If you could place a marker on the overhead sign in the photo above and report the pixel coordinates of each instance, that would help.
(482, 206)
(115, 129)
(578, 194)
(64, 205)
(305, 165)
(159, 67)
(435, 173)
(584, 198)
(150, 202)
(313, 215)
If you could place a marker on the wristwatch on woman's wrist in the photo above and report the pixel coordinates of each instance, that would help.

• • •

Exercise brief:
Please repeat the complete material exactly, with nothing omitted.

Result for this task:
If you could place a marker on the overhead sign in the photo above and report the pixel coordinates of each instance, that would help.
(482, 206)
(115, 129)
(578, 194)
(64, 205)
(305, 165)
(159, 67)
(435, 173)
(584, 198)
(150, 202)
(313, 215)
If you could place a marker on the wristwatch on woman's wrist in the photo above and report the pixel coordinates of each instance, that would help.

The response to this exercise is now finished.